## Required task
In the lines below, swap every "dog's" for "puppy's" and leave everything else as it is.

(A run of records)

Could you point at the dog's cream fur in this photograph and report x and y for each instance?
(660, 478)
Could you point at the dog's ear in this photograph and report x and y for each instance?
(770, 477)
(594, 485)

## Output
Could you point at the puppy's cream fur in this photograph and report x and y for each instance?
(660, 478)
Could you point at the puppy's ear in this photograph and report x and y for each instance?
(770, 477)
(594, 485)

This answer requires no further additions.